• **WORK INSTRUCTION**
Pick up the article about Magdalena Scotto's childhood on her family's farm in Yelm and continue it from its last sentence.

• **EXCERPT PROVIDED**
=== Section Start ===
On the farm until the pigs fly: A country childhood

Jenna Gerber, Guest Writer


On a dewy morning in the spring, a young Magdalena Scotto runs out to the barn at daybreak. Hearing the moos, she has bottles in hand ready to feed the hungry calves, one of the necessary tasks she needs to complete before she goes to school at 8:45 a.m. Inside there are around 50 hungry calves that patiently wait their turn to be fed. Each calf is bottle-fed by either Scotto or her brother, and takes a total of one and a half to two hours to complete.

Since birth, Scotto has lived on a farm. Her father grew up on a 40-acre farm in Oregon, and once married, acquired a 20-acre farm in Yelm, Wash. Living on a farm was a lifestyle choice, so her family doesn’t rely on it for financial stability.

On the forest side of the property, there are many fruit trees, including cherry, apple, and pear. During the winter, most of the extra land floods over, creating a “pond,” so it becomes the perfect spot for duck hunting. Being the smart businessman, her father rents out this area for duck hunting, which is one of the ways they make money. They are also fairly popular in the hay business, and make a fair amount selling hay bales.
=== Section End ===
• **DATA SUPPLIED**
=== Section Start ===
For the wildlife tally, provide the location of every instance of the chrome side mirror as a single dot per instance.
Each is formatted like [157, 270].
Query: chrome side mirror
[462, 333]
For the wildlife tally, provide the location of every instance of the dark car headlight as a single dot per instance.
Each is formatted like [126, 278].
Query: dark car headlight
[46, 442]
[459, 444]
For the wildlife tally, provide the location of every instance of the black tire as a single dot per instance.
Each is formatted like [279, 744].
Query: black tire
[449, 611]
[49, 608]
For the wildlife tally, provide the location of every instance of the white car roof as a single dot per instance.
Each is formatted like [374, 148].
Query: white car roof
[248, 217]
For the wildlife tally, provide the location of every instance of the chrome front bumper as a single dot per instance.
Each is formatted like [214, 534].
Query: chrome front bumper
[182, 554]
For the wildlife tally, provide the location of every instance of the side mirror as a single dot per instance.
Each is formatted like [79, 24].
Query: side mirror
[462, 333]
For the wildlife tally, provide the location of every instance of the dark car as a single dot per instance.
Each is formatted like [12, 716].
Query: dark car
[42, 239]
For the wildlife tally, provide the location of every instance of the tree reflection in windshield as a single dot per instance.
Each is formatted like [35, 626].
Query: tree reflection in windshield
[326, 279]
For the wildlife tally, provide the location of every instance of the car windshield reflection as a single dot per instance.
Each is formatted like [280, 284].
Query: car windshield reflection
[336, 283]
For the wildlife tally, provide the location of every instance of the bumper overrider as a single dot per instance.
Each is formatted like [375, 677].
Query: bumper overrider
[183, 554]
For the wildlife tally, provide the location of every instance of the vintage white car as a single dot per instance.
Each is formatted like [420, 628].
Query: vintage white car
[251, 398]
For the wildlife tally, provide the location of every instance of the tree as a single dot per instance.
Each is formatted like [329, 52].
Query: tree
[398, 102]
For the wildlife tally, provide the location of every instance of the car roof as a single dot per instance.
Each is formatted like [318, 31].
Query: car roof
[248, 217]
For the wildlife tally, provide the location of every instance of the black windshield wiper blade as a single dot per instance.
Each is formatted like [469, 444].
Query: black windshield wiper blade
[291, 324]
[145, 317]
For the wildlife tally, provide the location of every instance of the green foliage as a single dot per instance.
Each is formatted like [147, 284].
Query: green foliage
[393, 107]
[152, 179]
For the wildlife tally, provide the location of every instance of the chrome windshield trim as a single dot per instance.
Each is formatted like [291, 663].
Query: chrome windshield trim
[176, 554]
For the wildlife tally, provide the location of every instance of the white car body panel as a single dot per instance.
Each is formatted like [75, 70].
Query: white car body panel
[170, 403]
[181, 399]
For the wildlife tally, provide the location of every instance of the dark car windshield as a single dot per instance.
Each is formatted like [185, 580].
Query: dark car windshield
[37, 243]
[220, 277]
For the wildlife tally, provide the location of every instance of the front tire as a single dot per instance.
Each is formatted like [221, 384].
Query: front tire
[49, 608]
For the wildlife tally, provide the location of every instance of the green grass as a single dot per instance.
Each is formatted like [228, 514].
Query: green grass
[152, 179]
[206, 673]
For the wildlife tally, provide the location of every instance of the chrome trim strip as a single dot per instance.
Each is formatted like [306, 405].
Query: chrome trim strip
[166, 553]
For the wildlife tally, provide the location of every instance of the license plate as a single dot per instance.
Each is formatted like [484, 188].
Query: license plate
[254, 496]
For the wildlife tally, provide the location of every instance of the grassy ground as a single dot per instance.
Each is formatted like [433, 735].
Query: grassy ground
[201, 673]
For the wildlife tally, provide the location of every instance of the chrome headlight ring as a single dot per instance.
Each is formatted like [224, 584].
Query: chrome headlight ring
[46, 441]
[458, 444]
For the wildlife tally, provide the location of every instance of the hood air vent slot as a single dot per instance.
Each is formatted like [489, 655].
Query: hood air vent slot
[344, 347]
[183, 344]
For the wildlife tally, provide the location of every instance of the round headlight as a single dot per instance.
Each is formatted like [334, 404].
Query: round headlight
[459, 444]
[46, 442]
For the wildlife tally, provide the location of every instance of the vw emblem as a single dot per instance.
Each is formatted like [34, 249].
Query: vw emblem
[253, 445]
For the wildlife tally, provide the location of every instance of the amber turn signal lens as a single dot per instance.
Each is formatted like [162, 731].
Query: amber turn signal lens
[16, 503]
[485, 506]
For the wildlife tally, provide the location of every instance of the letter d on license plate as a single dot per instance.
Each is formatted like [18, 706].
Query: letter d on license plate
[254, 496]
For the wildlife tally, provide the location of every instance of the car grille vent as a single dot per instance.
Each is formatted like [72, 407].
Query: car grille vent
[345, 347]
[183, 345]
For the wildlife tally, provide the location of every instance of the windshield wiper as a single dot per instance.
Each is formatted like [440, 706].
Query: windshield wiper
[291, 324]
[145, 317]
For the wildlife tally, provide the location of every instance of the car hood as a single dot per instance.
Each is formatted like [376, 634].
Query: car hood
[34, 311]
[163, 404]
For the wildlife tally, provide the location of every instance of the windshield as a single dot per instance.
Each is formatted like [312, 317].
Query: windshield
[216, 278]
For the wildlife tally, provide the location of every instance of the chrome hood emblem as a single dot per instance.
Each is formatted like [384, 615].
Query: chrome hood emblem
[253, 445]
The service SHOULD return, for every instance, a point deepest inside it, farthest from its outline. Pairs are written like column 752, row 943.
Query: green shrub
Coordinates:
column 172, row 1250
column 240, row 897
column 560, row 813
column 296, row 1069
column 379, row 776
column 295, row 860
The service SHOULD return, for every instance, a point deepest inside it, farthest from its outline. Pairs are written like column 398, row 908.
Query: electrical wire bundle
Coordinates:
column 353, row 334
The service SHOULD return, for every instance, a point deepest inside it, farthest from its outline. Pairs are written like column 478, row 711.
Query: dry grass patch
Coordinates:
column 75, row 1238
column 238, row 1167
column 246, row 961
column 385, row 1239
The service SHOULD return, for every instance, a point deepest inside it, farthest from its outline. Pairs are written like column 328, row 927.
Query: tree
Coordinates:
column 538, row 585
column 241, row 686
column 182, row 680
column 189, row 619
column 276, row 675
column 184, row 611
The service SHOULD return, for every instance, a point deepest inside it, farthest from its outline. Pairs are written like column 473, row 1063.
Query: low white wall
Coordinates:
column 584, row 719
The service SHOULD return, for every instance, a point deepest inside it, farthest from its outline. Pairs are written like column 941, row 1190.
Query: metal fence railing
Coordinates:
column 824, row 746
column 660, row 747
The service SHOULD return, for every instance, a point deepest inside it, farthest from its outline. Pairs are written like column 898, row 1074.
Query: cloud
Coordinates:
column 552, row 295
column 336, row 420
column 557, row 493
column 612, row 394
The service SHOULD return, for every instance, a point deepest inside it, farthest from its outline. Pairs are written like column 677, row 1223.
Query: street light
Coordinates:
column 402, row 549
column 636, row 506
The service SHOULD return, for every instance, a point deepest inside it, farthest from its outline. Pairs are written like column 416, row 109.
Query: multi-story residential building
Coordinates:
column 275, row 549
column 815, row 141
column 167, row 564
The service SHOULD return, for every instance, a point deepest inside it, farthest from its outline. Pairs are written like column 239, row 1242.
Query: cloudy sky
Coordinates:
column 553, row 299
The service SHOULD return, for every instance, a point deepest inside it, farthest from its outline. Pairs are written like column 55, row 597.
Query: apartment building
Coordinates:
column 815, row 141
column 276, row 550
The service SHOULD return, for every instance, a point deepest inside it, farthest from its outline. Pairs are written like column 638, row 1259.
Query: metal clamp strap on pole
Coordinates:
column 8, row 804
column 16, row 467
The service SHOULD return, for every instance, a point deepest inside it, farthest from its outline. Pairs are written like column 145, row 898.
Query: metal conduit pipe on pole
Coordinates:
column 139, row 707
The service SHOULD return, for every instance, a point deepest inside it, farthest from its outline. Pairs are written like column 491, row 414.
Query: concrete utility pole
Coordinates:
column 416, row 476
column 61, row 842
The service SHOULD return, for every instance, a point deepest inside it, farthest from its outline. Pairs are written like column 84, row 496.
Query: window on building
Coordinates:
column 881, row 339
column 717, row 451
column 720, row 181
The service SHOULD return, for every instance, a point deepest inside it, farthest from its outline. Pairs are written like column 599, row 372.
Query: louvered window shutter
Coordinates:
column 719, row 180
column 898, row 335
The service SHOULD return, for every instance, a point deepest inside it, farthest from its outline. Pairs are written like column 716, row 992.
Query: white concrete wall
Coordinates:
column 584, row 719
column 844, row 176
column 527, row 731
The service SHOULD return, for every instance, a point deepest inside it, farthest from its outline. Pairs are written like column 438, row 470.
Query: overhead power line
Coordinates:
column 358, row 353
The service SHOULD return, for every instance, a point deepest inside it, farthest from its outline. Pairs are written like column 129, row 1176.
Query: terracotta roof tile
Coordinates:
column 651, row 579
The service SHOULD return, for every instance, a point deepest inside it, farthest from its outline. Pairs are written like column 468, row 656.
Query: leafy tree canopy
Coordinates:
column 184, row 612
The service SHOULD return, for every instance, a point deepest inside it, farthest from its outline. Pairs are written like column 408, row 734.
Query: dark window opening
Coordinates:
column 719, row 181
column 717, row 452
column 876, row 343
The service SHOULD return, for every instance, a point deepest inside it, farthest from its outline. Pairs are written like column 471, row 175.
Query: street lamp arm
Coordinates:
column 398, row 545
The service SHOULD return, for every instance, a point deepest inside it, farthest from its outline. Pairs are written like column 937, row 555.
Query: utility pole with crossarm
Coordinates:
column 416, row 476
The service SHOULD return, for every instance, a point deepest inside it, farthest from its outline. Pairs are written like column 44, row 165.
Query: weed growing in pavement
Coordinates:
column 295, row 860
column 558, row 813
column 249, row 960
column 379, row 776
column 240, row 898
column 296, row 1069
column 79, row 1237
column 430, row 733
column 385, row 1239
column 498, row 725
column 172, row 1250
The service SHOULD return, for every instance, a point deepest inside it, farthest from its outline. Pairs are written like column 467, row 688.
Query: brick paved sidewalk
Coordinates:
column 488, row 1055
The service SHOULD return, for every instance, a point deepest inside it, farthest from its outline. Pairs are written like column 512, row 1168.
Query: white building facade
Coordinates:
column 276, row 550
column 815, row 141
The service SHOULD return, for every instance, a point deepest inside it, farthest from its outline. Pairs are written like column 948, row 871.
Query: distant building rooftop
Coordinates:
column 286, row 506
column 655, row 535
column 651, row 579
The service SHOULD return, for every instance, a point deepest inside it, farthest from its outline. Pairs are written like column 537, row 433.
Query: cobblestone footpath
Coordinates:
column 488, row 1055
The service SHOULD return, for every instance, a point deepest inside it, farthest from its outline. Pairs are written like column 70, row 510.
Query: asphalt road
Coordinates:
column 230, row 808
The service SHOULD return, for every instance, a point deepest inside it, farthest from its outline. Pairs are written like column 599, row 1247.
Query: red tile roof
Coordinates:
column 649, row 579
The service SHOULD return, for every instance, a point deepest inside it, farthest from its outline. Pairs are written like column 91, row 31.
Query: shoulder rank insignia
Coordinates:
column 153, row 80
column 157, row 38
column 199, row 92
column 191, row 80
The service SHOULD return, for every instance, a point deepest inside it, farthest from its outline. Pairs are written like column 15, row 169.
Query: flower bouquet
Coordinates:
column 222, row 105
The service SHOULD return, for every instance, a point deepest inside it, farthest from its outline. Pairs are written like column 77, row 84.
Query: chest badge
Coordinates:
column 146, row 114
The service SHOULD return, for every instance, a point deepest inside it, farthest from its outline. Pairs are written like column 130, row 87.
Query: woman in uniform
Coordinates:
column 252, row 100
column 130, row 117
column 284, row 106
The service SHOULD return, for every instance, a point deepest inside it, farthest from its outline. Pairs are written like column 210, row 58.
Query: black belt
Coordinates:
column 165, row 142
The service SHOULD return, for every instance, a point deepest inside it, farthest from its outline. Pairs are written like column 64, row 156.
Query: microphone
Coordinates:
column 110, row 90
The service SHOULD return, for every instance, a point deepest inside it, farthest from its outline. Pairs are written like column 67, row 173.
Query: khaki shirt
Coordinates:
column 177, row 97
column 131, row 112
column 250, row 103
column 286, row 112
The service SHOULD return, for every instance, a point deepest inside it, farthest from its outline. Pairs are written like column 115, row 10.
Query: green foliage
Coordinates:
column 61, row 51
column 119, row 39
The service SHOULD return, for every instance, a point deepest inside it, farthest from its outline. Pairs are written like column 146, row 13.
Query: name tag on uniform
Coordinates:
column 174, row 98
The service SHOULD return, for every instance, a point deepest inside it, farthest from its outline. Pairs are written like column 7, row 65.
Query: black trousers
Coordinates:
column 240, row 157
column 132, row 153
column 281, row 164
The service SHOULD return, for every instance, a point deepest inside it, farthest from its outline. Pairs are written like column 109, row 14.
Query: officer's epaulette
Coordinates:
=== Section End ===
• **RESULT OF THIS EXERCISE**
Scotto has spent countless hours riding tractors, watching her parents tend to the farm animals, watering plants, collecting eggs, keeping her mom company while she canned pie fillings and jellies, and playing with her siblings making forts and hiding in the haystacks. As she got older, she took on more responsibilities, like training lambs and pigs to show at the county fair, hosted by an organization called Future Farmers of America (FFA). The FFA chapter in Yelm is said to be the largest chapter in Washington, and is almost more popular than sports. By the time she graduated from high school, she had been participating in FFA activities for five years.

“You could either do the farm side of it, and show animals at fairs, judge livestock, or you could do more of the leadership side, and you could compete in resume building, extemporaneous speaking, and marketing plans.” Scotto describes that for the leadership side of things, everything is agricultural based – marketing, business, science: with the requirement to be connected to real-life facts and events. This event happens monthly, and is a way for the whole community to come together to support the youth of Yelm. However, “it’s not just about sows, plows, and cows, but also speakers, beakers, and job-seekers.” FFA exposes youth to the business side of things – advocating farming and public speaking, the science behind the “right” way to produce product, and the careers and jobs that the industry as a whole offers.

Scotto clarifies: “FFA wasn’t the reason why we lived on a farm; it was just a bonus. Our parents just wanted us to do something to get us out of the house and it was a way for us to be involved.” Through FFA, Maggie was able to take on the responsibility of raising, training, showing, and selling either sheep, goats, or pigs, at county fairs.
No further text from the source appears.